## BEGIN Text

Additionally, overdrafting has socio-economic impacts due to prior appropriation laws. Prior appropriation rights declare that the first person to use water from a water source will maintain the right to water. These rights result in socio-economic inequities as businesses and/or larger landholders who have a higher income can maintain their water rights. Meanwhile, new businesses or smaller landholders have less access to water, resulting in less ability to profit. Due to this inequity, small farmers in Punjab with less water rights tend to grow maize or less productive rice; meanwhile, larger landholders in Punjab can use more land for rice because they have access to water.

== Possible solutions ==
Artificial Recharge:

Since recharge is the natural replenishment of water, artificial recharge is the man-made replenishment of groundwater, though there is only a limited amount of suitable water available for replenishing.

## END Text
## BEGIN Recorded information

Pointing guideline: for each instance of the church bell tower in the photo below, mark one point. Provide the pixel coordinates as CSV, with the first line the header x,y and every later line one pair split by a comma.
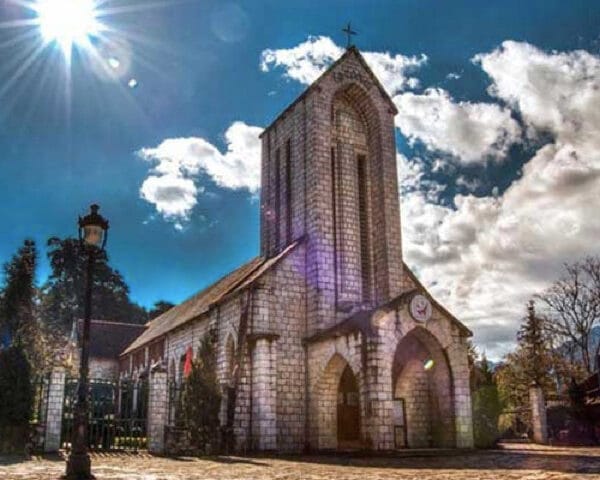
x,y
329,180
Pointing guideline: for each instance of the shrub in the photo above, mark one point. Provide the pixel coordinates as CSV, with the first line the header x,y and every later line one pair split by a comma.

## END Recorded information
## BEGIN Recorded information

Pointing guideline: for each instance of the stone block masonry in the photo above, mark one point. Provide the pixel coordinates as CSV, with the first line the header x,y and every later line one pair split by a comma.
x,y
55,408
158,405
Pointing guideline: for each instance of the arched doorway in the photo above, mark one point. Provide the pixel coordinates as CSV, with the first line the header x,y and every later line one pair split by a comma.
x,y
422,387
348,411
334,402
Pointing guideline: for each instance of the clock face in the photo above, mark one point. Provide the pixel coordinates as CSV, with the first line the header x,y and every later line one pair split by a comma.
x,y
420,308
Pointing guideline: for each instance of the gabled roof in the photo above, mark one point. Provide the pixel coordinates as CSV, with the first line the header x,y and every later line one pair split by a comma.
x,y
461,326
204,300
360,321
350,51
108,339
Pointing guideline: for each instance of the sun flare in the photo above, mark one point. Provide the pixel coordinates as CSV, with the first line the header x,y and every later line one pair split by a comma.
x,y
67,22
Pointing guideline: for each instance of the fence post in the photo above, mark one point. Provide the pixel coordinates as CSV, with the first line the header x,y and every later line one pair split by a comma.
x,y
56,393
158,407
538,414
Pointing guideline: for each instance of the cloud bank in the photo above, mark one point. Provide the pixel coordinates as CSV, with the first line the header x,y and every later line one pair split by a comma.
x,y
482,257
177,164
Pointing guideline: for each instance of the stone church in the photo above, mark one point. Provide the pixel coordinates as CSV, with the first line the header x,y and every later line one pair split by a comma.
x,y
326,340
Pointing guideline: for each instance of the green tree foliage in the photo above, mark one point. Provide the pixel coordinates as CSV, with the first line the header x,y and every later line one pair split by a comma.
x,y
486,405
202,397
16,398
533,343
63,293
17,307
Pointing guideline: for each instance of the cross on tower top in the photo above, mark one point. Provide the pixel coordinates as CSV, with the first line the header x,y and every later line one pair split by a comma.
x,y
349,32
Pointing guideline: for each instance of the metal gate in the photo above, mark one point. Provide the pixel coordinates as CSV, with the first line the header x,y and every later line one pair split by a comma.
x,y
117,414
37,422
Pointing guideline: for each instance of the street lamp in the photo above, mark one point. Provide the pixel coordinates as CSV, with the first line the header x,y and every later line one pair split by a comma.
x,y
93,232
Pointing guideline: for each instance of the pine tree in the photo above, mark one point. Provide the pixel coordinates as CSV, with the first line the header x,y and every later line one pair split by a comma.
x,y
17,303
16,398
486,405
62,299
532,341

## END Recorded information

Set exercise: List each term that the text on groundwater overdrafting defines, along with the definition it gives. The data that precede this point are separate material and have no connection to the text on groundwater overdrafting.

Task solution:
- Prior appropriation rights: the first person to use water from a water source will maintain the right to water.
- Recharge: the natural replenishment of water.
- Artificial recharge: the man-made replenishment of groundwater.